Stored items
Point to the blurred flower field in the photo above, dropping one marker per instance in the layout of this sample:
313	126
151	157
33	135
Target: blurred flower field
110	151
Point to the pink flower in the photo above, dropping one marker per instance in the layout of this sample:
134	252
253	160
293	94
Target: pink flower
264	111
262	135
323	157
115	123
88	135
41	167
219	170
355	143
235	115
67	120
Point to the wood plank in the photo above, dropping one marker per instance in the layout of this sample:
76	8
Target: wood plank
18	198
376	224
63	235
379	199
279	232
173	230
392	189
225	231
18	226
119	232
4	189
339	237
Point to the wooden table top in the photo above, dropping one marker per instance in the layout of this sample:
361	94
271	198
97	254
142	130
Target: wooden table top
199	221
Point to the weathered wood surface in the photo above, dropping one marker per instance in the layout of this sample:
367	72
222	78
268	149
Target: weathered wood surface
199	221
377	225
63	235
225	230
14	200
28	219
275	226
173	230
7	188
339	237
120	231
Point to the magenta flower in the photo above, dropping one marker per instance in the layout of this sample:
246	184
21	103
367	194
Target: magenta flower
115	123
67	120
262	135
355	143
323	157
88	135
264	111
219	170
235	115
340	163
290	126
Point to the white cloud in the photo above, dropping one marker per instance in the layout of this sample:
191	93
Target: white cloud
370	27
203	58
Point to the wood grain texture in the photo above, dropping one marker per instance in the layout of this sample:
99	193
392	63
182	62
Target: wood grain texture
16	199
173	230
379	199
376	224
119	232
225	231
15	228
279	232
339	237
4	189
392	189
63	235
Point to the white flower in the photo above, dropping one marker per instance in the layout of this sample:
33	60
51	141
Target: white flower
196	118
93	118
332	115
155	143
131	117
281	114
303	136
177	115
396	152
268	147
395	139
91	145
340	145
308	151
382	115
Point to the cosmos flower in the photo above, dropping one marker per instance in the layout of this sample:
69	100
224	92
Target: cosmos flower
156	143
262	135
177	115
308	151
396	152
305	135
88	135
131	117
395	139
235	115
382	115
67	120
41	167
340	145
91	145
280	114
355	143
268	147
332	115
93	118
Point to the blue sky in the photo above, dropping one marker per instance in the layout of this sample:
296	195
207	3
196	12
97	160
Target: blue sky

Task to carry out » List, from the entries above, every line in which the word "blue" shows up.

Answer below »
Point to the blue sky in the photo above, dropping one marker per instance in the layout of this sample:
Target: blue sky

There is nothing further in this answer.